*Required action:* Starting with the line that contains "Using the image provided, carefully outline every blue" and ending with the final line of the data below, print those lines exactly and nothing else.

*** Opening Records provided ***

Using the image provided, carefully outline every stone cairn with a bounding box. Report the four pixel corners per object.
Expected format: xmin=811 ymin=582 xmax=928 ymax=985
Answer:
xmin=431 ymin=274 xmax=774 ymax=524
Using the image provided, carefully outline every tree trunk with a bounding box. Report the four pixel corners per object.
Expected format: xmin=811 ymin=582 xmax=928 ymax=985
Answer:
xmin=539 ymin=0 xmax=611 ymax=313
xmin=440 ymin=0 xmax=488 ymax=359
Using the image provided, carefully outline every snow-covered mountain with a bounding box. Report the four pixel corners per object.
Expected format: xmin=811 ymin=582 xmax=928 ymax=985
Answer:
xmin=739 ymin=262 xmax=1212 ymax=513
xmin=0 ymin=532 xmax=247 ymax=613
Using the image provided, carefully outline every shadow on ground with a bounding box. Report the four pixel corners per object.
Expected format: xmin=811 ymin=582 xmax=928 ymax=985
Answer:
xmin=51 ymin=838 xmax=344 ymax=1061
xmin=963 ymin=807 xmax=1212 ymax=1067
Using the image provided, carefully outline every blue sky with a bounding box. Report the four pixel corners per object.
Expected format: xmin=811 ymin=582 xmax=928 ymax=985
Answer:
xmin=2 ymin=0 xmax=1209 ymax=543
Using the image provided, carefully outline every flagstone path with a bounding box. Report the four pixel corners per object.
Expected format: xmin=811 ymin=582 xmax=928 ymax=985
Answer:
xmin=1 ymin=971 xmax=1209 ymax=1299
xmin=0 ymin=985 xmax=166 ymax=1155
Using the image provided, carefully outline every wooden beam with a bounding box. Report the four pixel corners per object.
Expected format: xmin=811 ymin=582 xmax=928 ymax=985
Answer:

*** Closing Records provided ***

*Expected output:*
Using the image provided, carefully outline every blue sky with a bounding box. Report the four pixel corners per object.
Expected format: xmin=811 ymin=582 xmax=928 ymax=985
Answer:
xmin=2 ymin=0 xmax=1209 ymax=543
Using the image provided, carefully outline every flagstone path with a bounding box. Report the four pixel corners per object.
Expected format: xmin=811 ymin=582 xmax=928 ymax=985
Answer:
xmin=1 ymin=971 xmax=1209 ymax=1299
xmin=0 ymin=985 xmax=166 ymax=1155
Using the image provided, carefully outline every wooden beam with a bounding box. Report the four pixel corners per object.
Expected format: xmin=811 ymin=582 xmax=928 ymax=985
Answer:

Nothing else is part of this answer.